→ WHAT TO PRODUCE:
Look through the data below. Pick out the lines holding the string "banner".

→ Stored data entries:
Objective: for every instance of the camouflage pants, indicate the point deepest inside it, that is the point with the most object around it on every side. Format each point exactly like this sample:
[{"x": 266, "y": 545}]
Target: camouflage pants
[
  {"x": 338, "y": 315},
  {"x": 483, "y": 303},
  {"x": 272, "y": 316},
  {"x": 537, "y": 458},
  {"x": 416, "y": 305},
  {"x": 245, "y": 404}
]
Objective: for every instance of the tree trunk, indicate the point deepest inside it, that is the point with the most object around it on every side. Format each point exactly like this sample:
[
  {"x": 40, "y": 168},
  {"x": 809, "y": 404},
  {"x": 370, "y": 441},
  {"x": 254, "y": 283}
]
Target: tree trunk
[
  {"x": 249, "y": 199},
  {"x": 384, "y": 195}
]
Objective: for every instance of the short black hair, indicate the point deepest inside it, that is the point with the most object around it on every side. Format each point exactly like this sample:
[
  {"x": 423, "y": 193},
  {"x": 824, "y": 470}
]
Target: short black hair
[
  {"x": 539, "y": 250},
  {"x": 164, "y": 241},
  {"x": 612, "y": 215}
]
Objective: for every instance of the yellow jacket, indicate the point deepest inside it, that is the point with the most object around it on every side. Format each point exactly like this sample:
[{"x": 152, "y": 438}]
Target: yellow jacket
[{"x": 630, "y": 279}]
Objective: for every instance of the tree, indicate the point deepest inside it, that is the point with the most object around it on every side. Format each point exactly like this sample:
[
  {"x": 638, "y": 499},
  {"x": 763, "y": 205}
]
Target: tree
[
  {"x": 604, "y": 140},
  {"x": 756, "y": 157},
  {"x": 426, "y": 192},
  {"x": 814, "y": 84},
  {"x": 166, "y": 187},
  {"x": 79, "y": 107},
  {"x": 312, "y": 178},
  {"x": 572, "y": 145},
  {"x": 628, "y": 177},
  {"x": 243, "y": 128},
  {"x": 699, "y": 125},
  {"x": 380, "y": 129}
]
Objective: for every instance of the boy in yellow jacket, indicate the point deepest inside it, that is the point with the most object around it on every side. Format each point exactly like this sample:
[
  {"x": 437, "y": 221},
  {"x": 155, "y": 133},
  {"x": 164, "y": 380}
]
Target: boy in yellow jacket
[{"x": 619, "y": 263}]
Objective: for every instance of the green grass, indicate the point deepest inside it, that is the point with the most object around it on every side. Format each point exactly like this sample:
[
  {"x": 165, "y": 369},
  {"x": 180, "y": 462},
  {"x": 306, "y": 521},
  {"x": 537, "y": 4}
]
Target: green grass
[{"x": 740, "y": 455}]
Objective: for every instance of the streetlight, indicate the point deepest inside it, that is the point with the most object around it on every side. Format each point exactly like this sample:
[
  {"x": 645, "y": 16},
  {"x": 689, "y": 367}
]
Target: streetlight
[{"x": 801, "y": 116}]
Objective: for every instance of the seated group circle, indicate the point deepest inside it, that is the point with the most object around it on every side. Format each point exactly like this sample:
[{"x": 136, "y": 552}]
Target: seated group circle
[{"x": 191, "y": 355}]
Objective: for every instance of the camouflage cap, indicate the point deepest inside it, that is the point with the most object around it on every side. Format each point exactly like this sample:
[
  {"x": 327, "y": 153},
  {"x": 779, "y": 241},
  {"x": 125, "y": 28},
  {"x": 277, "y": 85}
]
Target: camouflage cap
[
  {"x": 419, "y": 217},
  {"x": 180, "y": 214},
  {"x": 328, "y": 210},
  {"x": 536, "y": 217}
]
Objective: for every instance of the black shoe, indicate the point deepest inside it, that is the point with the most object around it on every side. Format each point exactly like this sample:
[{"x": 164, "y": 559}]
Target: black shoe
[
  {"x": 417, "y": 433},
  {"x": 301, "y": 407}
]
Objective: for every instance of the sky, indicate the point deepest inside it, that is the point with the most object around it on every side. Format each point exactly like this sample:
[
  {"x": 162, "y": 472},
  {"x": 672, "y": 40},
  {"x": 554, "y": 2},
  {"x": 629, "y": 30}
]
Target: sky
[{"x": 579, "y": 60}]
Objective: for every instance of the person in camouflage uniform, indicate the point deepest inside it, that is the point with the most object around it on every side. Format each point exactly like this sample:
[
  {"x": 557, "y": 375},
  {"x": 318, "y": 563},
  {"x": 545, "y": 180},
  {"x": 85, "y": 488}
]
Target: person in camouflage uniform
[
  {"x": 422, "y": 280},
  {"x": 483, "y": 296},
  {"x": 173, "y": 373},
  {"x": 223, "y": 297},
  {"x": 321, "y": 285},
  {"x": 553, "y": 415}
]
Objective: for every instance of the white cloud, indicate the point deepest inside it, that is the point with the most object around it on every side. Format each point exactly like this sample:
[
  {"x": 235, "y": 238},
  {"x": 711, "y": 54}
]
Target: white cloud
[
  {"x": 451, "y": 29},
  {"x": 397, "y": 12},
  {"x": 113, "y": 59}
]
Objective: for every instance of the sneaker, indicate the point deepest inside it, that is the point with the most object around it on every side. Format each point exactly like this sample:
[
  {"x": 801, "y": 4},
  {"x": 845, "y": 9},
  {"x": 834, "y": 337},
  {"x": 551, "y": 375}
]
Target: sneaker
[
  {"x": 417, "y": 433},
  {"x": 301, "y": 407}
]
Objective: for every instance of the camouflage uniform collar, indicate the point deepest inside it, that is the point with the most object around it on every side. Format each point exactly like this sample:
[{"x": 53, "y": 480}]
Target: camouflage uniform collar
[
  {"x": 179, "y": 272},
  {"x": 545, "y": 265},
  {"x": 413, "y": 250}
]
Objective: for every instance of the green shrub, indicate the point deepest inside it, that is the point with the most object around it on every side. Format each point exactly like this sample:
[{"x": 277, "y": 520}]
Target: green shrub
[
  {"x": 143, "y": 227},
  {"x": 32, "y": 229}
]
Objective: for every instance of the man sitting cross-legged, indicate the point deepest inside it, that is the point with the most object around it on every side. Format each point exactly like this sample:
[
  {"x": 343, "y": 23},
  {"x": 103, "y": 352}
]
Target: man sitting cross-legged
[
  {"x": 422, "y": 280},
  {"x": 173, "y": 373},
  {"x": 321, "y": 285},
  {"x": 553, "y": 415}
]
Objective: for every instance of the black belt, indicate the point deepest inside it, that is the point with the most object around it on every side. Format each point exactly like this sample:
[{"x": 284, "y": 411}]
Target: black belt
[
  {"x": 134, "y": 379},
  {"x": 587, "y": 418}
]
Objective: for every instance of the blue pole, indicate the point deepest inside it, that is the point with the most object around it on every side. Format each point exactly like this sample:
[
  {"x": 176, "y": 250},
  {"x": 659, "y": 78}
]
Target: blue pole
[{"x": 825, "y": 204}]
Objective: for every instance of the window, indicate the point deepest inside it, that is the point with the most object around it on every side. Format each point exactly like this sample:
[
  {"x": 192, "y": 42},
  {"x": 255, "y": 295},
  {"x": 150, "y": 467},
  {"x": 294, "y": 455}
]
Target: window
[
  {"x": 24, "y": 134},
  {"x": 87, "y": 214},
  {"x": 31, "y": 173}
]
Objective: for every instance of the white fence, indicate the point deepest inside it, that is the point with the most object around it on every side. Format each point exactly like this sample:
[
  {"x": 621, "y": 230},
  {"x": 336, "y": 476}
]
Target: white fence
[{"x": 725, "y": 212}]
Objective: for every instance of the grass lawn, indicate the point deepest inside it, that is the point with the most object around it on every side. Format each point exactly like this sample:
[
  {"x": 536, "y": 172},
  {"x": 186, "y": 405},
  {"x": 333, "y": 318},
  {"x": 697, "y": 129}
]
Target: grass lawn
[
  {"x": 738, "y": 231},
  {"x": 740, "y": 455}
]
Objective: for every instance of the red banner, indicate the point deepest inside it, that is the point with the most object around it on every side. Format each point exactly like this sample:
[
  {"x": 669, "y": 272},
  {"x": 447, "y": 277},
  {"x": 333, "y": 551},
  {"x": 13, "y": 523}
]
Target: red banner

→ OUTPUT FOR THIS EXERCISE:
Objective: for every instance of the red banner, indicate the point deepest inside it, that is the point with the most object around it on every side. Format each point exactly like this sample:
Target: red banner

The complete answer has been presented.